--- DATA FOR THIS TASK ---
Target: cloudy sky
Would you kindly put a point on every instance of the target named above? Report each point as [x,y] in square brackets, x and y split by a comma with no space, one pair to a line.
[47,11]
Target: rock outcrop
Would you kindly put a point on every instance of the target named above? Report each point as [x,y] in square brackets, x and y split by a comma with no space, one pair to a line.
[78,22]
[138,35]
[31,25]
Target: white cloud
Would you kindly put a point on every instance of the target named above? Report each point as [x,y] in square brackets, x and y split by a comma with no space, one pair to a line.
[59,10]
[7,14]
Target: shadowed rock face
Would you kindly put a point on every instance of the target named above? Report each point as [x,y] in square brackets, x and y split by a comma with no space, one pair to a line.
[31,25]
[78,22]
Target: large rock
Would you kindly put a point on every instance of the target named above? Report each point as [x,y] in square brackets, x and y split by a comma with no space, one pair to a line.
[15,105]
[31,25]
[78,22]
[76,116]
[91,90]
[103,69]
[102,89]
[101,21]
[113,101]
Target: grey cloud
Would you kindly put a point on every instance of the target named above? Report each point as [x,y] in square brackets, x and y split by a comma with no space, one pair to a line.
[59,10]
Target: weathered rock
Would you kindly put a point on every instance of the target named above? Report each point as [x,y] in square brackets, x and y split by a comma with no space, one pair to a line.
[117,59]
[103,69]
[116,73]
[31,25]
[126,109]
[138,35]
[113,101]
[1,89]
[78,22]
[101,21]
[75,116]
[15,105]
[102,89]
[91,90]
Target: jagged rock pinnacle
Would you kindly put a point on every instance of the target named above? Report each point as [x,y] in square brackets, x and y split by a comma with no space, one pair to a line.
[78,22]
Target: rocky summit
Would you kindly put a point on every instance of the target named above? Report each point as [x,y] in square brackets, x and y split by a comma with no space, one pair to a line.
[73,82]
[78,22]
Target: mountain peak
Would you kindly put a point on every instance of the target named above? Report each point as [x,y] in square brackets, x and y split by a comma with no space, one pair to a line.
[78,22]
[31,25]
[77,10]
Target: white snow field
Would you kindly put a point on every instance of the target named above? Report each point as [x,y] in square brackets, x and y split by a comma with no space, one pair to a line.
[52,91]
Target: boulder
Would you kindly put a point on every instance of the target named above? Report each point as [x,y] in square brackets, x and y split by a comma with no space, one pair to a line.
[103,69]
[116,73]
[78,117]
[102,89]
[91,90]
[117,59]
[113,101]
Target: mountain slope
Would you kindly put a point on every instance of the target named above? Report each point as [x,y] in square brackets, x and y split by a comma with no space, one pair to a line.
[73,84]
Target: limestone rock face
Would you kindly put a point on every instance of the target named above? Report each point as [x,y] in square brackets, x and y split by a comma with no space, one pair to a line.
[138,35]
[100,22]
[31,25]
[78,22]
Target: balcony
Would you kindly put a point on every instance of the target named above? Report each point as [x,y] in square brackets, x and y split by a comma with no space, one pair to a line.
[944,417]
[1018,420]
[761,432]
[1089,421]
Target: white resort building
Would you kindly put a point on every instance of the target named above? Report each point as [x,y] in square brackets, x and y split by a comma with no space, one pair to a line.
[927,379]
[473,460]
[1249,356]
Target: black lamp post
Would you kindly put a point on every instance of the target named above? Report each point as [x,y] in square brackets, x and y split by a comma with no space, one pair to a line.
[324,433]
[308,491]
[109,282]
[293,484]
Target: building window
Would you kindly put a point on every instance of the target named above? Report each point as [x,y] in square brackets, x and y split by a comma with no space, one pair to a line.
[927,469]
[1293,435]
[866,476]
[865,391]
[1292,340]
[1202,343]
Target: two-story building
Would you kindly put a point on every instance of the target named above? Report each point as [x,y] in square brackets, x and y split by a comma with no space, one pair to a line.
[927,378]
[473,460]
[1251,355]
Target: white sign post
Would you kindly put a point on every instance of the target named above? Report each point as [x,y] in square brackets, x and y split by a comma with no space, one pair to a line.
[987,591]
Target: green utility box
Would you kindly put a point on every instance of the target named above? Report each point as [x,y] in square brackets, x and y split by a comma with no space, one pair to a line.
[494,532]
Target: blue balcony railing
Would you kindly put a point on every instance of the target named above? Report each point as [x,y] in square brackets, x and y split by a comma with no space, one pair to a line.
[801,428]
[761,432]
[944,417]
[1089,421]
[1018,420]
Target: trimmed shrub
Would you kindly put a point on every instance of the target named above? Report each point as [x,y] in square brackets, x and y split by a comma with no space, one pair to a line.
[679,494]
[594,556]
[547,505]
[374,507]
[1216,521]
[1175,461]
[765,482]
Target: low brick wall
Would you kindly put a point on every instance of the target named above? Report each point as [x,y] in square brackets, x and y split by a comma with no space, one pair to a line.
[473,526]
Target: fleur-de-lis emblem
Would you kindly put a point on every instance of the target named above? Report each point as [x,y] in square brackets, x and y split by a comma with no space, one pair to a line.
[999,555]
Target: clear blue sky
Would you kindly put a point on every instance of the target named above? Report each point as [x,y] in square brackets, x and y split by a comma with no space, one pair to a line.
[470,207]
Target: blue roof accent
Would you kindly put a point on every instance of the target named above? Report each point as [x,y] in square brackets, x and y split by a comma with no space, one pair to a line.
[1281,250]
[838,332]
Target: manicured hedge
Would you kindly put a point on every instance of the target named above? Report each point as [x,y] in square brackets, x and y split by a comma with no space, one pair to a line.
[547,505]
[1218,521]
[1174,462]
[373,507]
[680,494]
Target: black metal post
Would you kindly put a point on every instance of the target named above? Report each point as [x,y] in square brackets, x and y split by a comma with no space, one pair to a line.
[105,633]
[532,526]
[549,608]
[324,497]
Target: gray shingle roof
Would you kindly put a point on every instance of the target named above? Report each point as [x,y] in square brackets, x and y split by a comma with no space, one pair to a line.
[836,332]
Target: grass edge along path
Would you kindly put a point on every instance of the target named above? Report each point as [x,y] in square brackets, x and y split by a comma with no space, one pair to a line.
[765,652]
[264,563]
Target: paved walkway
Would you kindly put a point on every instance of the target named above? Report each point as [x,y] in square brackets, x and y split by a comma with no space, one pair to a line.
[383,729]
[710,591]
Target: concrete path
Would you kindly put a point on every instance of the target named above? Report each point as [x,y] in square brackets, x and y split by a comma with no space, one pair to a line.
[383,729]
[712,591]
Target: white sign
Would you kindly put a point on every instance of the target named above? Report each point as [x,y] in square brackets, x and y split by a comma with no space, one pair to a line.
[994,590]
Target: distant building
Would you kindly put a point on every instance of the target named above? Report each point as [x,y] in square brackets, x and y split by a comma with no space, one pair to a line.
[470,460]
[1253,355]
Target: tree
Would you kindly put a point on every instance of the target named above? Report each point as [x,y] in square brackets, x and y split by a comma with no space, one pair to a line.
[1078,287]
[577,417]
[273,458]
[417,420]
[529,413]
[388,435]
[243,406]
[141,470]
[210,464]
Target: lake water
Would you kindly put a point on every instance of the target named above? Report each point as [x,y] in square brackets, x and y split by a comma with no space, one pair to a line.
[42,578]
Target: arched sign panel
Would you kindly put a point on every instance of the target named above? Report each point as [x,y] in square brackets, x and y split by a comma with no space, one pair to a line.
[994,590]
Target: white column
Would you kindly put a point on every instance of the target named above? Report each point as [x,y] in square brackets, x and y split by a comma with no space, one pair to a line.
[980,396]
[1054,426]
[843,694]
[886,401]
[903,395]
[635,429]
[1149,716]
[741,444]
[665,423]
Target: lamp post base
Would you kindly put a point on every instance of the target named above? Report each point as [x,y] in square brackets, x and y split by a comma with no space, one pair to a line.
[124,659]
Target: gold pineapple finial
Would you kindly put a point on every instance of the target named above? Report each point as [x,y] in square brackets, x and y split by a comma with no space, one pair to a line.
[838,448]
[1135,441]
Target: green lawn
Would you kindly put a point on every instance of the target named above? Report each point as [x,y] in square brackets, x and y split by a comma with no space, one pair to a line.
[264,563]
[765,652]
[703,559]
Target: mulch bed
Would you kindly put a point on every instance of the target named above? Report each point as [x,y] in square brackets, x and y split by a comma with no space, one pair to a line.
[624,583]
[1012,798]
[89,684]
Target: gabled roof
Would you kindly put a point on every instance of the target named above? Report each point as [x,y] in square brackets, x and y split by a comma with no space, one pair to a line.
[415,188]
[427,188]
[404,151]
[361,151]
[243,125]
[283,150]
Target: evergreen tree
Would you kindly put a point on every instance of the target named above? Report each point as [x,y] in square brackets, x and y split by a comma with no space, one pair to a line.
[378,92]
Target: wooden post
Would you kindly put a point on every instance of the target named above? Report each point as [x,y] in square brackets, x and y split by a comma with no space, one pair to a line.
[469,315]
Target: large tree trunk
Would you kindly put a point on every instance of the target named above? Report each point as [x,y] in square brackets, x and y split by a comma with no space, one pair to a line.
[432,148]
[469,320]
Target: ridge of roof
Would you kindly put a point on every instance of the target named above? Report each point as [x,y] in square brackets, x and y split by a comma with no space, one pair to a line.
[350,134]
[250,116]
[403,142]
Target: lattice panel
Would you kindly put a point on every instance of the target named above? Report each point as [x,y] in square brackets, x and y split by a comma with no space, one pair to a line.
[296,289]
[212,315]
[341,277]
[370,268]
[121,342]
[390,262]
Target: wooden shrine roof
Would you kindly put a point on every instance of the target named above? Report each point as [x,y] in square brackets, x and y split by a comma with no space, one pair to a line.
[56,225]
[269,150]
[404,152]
---
| WHAT YOU NEED TO DO |
Copy out, exactly as they appear, the lines of the listing from the one containing "Target: ridge of roof" through the end of the listing, including both the first and last lines.

| OUTPUT OF THE TASK |
Target: ridge of roof
Would you kindly put a point on every instance of the target named above? Report each point as [x,y] in square brackets, x and y split by a comma with no space, one pair to a line.
[350,134]
[250,116]
[403,142]
Target: lattice panel
Would you kindly put a point on every instance of the target named above? Report each point as [x,y] in square brackets, x and y split by a comma with no space, one pair to a line.
[296,289]
[212,315]
[341,277]
[370,268]
[121,342]
[390,262]
Target: wooden shrine roof
Would you kindly put a point on every instance of the target named above? Report each point as [x,y] in square brackets, x and y split by a comma with no space, one pair to a line.
[56,225]
[269,150]
[404,152]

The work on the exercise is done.